===== Alıntı

Salı

 

Bundan otuz küsur yıl önce Medine’de yaşlı bir zat ile görüşmüştüm. Bir ara şöyle bir söz etmişti: “Eskiden, Osmanlı devleti zamanında Türkler buraya geldikleri vakit, eşyalarını kalacakları yere indirdikten sonra ayaklarının tozu ile Mescid-i Nebevi’ye gelirler, gözlerinden yaşlar akıtarak Resûl-i Kibriya (Salat ve selam olsun ona) Efendimizin türbesini ziyaret ederlerdi. Şimdiki Türk hacıları ise hemen çarşılara pazarlara koşuyorlar.”

Evet son yüz yıl içinde Müslümanlar çok değişti. Eski Müslümanlar öncelikle ibâdeti, Allah’a kulluğu, âhireti, Cennet’i, Cehennem’i, Kitabı düşünürlerdi. Helâl haram nedir bilirler, dinin koyduğu sınırlara riayet etmeye çalışırlar, inançlarını hayata uygularlardı.

Şimdiki Müslümanların çoğunun aklı fikri para, kazanç, lüks ve konforlu hayat. Üç beş Müslüman bir araya gelince dinden, imandan, ibadetten, ahlâk ve faziletten bahsedecekleri yerde günlük dedikodularla meşgul oluyorlar. Aktüalite afyonu onları sersemletmiş. Gazeteler ne yazıyorsa, televizyonlar ne söylüyorsa Müslümanların gündemi de öyle.

Geçenlerde on kadar Müslümanın, zamane dindarının bulunduğu bir mecliste ben de vardım. Dört saatlik sohbet esnasında, pek yararlı laf edilmedi. Apo, PKK, terör, politik dedikodular… Bazı din baronlarının gıybeti yapıldı. Bol bol tenkit, şikâyet, tazallüm edebiyatı… Herkes içini boşalttı, aklına geleni söyledi. Lakin müsbet bir karar alınmadı, hayra yönelik bir teşebbüs için ortaya fikir atan olmadı.

İslâm dininin öğretileri muteber din kitaplarında yazılıdır. İnanca, taharete, ibadetlere, muamelata, ahlâka, fazilete, hikmete dair dinimizin binlerce hükmü vardır. Müslümanlar bunlardan bahsetmeli, bunlar üzerinde durmalı, bunları hayata uygulamak için çalışmalıdır.

Din baronlarına bağlı kardeşlerimiz, o baronların çoğu gerçek dışı kerametlerini anlatıp duruyorlar. Yok falanca zat uçuyormuş, gece gündüz rüya görüyor, ilhamlar alıyormuş, onun yanında iken melaikenin kanat hışırtıları duyuluyormuş… Yahu bunların bizim dinimizin öğretileri ile ne alakası vardır? Bizim dinimiz ilim, irfan, hikmet, kültür dinidir. En büyük keramet sahih itikad üzere olmak, hakkıyla ibadet etmek, ahlâkî faziletlere sahip olmaktır.

==========

* **Alıştırma Görevleri**:
1: Alıntıda "Evet son yüz" ile "inançlarını hayata uygularlardı." arasındaki kısmı, her iki uç dahil olmak üzere birebir çoğaltın.
2: Alıntıda sözü edilen, on kadar Müslümanın bulunduğu meclisteki sohbet ne kadar sürmüştür?

===== Verilen Bilgiler

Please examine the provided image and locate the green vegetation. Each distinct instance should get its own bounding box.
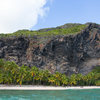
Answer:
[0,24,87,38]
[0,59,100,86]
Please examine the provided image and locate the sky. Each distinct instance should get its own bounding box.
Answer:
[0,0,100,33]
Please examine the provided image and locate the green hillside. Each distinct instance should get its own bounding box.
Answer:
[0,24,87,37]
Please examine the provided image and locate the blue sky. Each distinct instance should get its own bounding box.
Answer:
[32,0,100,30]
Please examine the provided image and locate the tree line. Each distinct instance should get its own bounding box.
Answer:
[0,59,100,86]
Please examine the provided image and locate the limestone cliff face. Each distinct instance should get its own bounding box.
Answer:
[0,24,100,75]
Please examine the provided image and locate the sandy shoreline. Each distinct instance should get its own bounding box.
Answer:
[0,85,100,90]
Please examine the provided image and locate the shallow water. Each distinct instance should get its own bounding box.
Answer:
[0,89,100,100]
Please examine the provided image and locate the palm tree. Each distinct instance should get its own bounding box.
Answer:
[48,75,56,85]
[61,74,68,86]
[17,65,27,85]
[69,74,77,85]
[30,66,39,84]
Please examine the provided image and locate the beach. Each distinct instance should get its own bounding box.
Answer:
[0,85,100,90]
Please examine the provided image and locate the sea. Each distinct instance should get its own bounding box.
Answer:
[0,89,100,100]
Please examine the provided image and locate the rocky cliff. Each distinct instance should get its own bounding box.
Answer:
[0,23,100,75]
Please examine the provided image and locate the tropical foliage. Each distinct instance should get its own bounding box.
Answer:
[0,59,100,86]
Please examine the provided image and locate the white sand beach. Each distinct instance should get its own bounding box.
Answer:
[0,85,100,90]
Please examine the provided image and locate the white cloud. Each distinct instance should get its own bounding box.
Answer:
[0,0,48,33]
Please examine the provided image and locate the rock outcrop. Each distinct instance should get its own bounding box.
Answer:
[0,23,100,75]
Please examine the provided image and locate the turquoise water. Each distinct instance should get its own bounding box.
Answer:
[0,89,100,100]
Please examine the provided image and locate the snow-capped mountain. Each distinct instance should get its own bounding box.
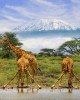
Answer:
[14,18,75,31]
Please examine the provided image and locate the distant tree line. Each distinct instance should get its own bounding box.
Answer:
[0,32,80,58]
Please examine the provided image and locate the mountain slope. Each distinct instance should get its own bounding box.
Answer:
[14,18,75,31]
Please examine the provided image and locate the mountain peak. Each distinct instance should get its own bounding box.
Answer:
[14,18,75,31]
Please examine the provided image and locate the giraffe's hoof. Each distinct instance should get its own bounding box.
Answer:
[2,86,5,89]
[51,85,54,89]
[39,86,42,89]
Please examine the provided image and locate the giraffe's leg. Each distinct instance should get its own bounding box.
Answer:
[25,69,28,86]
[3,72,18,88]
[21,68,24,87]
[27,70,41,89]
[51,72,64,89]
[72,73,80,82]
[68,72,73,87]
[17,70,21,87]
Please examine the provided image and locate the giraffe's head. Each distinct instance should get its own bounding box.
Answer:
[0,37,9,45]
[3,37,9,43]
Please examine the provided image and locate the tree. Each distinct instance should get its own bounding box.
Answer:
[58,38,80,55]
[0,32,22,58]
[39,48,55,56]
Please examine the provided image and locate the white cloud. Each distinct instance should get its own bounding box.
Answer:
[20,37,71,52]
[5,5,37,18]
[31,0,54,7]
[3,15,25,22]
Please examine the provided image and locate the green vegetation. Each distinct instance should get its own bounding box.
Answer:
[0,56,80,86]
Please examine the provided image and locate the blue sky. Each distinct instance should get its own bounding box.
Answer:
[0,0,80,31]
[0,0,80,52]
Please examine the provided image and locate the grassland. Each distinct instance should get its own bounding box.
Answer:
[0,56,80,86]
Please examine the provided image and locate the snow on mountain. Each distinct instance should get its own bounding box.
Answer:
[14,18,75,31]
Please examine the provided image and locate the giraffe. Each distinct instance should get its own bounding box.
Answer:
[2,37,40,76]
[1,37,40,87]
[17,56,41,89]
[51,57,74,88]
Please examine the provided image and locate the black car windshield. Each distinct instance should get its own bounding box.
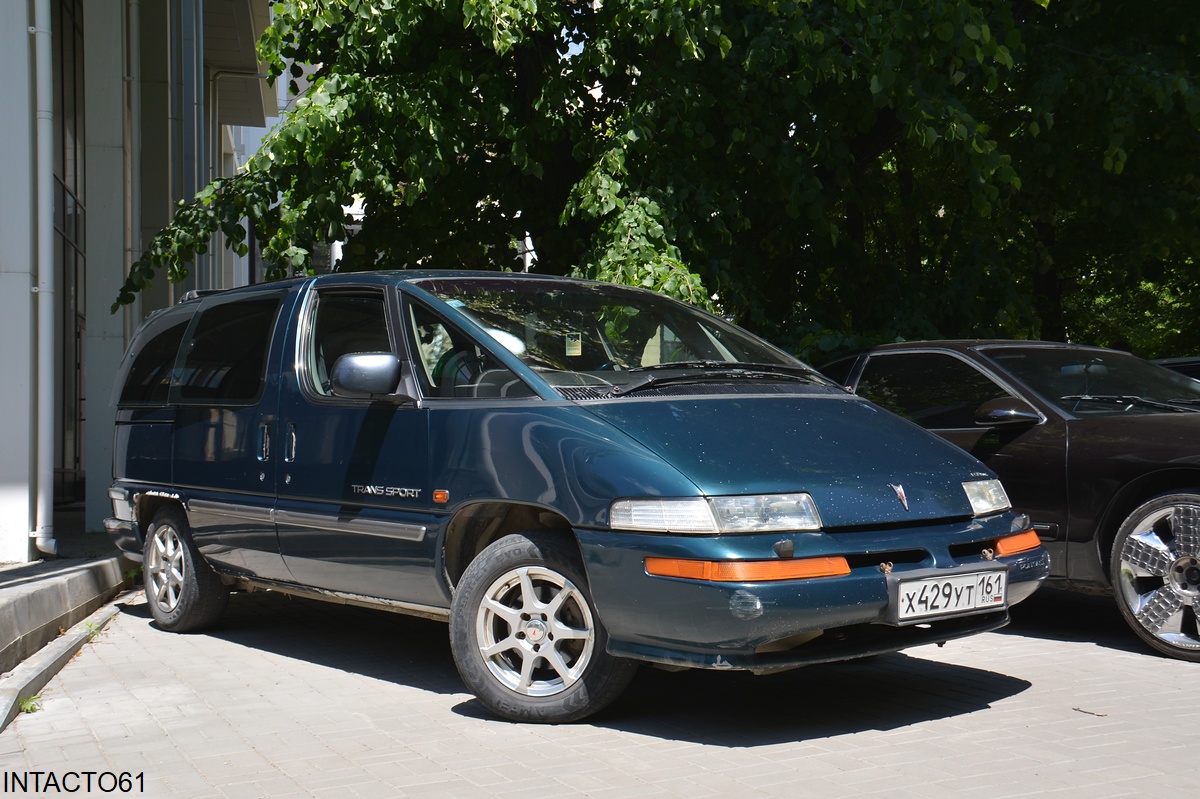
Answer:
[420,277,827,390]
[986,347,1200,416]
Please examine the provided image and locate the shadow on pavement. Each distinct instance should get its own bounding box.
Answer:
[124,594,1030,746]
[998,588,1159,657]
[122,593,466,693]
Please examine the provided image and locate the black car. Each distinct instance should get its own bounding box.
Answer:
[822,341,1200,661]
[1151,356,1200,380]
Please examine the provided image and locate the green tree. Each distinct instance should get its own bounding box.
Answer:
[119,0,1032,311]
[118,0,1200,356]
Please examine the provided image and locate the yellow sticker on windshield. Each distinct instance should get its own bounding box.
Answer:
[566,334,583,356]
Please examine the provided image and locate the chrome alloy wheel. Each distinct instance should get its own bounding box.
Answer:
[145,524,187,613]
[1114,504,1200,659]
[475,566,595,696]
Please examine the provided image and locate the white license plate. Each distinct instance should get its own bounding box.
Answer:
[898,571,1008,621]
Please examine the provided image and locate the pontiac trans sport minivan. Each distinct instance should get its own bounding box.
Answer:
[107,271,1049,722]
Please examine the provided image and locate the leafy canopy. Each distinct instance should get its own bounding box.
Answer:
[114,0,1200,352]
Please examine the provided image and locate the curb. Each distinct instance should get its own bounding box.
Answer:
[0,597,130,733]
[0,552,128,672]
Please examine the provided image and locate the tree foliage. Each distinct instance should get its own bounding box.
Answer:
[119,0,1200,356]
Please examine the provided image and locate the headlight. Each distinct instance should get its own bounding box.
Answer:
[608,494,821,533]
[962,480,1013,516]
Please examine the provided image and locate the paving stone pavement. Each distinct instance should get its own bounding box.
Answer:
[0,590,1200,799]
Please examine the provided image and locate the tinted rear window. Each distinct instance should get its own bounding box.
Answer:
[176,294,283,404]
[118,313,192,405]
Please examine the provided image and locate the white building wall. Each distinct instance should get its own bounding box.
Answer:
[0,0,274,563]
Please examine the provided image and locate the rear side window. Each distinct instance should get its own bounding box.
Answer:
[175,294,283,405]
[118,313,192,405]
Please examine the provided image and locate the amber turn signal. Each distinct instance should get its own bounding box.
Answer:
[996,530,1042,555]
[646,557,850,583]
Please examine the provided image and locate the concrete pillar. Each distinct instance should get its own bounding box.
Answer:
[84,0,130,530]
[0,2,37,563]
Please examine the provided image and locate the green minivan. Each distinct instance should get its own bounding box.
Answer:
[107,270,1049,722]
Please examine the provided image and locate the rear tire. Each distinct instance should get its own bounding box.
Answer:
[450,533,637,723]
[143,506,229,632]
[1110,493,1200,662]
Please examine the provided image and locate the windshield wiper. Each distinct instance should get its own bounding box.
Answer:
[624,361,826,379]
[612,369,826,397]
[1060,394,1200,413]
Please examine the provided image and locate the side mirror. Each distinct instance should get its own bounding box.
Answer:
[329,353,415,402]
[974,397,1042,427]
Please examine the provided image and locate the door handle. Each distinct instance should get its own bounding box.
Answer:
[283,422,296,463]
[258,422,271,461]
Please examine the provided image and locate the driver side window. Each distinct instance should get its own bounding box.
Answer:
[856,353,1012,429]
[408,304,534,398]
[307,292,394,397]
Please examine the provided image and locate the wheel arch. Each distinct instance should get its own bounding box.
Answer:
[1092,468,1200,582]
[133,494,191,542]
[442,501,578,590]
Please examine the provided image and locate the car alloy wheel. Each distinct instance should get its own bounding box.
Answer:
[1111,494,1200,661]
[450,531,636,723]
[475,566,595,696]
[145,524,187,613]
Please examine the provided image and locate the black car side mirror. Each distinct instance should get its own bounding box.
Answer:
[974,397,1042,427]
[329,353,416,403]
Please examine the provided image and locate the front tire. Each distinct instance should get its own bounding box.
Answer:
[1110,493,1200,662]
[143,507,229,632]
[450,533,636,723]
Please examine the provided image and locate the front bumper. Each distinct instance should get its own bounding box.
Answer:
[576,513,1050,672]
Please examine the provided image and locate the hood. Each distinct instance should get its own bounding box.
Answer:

==========

* **Çözümler Aşağıda**:
1:
Evet son yüz yıl içinde Müslümanlar çok değişti. Eski Müslümanlar öncelikle ibâdeti, Allah’a kulluğu, âhireti, Cennet’i, Cehennem’i, Kitabı düşünürlerdi. Helâl haram nedir bilirler, dinin koyduğu sınırlara riayet etmeye çalışırlar, inançlarını hayata uygularlardı.

2: Dört saat.